### Your tasks
a: According to the passage on stock appreciation rights, how long may the term of a stock appreciation right be at most?
b: Pick up the passage on stock appreciation rights after its last sentence and keep writing it.

### Excerpt provided

*-*-*

In limited circumstances where the Committee determines that the use of stock options or restricted shares or restricted share units is inadvisable for tax or other regulatory reasons, it may grant stock appreciation rights or other types of awards to eligible employees. Stock appreciation rights entitle the holder, upon exercise, to receive a number of shares or cash, as the Committee may determine, equal to the increase in fair market value of a number of shares designated by such rights from the date of grant to the date of exercise. The number of shares subject to a stock appreciation right shall be counted against the individual limit on the maximum number of shares that may be awarded to any employee during any three consecutive calendar year periods, and against the maximum number of shares which may be delivered under the Plan. The exercise price per share of a stock appreciation right shall not be less than the fair market value of a share on the grant date and the term of a stock appreciation right may be no longer than ten years. The fair market value of a share shall be the closing price of a share as quoted on the New York Stock Exchange, unless the Committee specifies the use of a different method to determine fair market value. In no event may any stock appreciation right granted under the Plan be amended, other than pursuant to Section 10, to decrease the exercise price thereof, be cancelled in conjunction with a cash payment or the grant of any new award or any new stock appreciation right with a lower exercise price, or otherwise be subject to any action that would be treated, for accounting purposes, as a “repricing” of such stock appreciation right, unless such amendment, cancellation or action is approved by the Company’s shareholders. Stock appreciation rights and other types of awards covered in this Section 9 that become exercisable based on continued employment shall vest over a minimum period of three years from the date of the grant, with the award vesting in its entirety at the end of such three-year period or ratably over such period.

*-*-*

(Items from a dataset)
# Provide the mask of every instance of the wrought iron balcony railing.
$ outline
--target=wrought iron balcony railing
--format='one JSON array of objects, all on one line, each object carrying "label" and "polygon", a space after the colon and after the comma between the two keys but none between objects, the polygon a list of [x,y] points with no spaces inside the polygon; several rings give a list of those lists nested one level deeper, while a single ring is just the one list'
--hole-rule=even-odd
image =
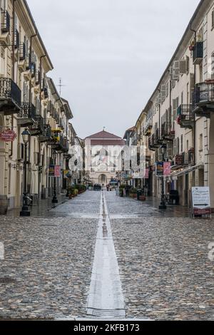
[{"label": "wrought iron balcony railing", "polygon": [[21,119],[33,119],[36,116],[36,107],[33,103],[21,103],[21,110],[17,117]]},{"label": "wrought iron balcony railing", "polygon": [[14,109],[17,113],[21,107],[21,90],[9,78],[0,78],[0,110]]},{"label": "wrought iron balcony railing", "polygon": [[22,43],[20,44],[20,47],[19,47],[19,60],[25,61],[26,56],[26,45],[24,43]]},{"label": "wrought iron balcony railing", "polygon": [[30,127],[31,136],[39,136],[44,132],[44,118],[38,114],[34,116],[34,123]]},{"label": "wrought iron balcony railing", "polygon": [[180,105],[177,110],[177,121],[182,128],[192,128],[195,121],[195,114],[193,111],[193,105]]},{"label": "wrought iron balcony railing", "polygon": [[195,85],[194,103],[195,105],[214,103],[214,81]]},{"label": "wrought iron balcony railing", "polygon": [[196,42],[193,48],[193,63],[198,64],[203,57],[203,42]]},{"label": "wrought iron balcony railing", "polygon": [[1,22],[1,31],[2,33],[9,33],[11,26],[11,18],[7,11],[4,11],[1,13],[2,22]]},{"label": "wrought iron balcony railing", "polygon": [[15,43],[14,43],[14,46],[16,48],[19,48],[19,33],[17,29],[16,29],[15,31]]}]

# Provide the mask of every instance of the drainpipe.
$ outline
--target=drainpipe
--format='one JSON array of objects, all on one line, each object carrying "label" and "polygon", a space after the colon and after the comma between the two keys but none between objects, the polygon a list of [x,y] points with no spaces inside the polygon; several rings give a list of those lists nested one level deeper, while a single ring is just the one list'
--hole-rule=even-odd
[{"label": "drainpipe", "polygon": [[[32,61],[31,60],[32,39],[34,38],[34,37],[37,36],[37,35],[38,35],[38,31],[37,31],[37,29],[36,29],[36,34],[34,34],[34,35],[31,36],[31,37],[30,37],[30,51],[29,51],[29,60],[31,61],[31,61]],[[30,104],[30,105],[31,104],[31,79],[29,81],[29,104]]]},{"label": "drainpipe", "polygon": [[[192,24],[190,26],[190,30],[193,31],[195,34],[194,39],[195,43],[196,43],[196,34],[197,31],[192,29]],[[196,65],[194,64],[194,89],[196,83]],[[194,115],[194,128],[193,128],[193,143],[194,143],[194,165],[195,165],[195,148],[196,148],[196,122],[195,122],[195,114]]]},{"label": "drainpipe", "polygon": [[40,62],[39,62],[39,71],[40,71],[40,93],[39,93],[39,114],[41,114],[41,61],[42,58],[44,58],[46,57],[46,53],[45,53],[44,56],[41,56],[40,57]]},{"label": "drainpipe", "polygon": [[[12,80],[14,81],[15,79],[15,2],[16,0],[13,0],[13,33],[12,33]],[[11,115],[11,128],[14,129],[14,115]],[[11,153],[9,158],[13,156],[14,154],[14,143],[11,143]]]},{"label": "drainpipe", "polygon": [[[159,90],[159,88],[158,88],[158,91],[159,92],[159,93],[160,93],[160,90]],[[159,140],[160,139],[160,104],[159,103],[158,104],[158,116],[159,116]]]}]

*-*-*

### The answers
a: No longer than ten years.

b:
10.    Transfers

Except as otherwise provided by the Committee, awards under the Plan are not transferable other than by will or the laws of descent and distribution. A transferred award may be exercised by the transferee only to the extent that the grantee would have been entitled to exercise the award had the award not been transferred.

Notwithstanding anything herein to the contrary, the transfer of Incentive Stock Options shall be limited as required by the Internal Revenue Code and applicable regulations.

11.    Adjustments

In the event of a reorganization, merger, consolidation, reclassification, recapitalization, combination or exchange of shares, stock split, stock dividend, rights offering or similar event affecting shares of the

 

81


Table of Contents

Company, the following shall be equitably adjusted: (a) the number and class of shares (i) reserved under the Plan, (ii) for which awards may be granted to an individual, and (iii) covered by outstanding awards denominated in shares or share units; (b) the prices relating to outstanding awards; and (c) the appropriate fair market value and other price determinations for such awards.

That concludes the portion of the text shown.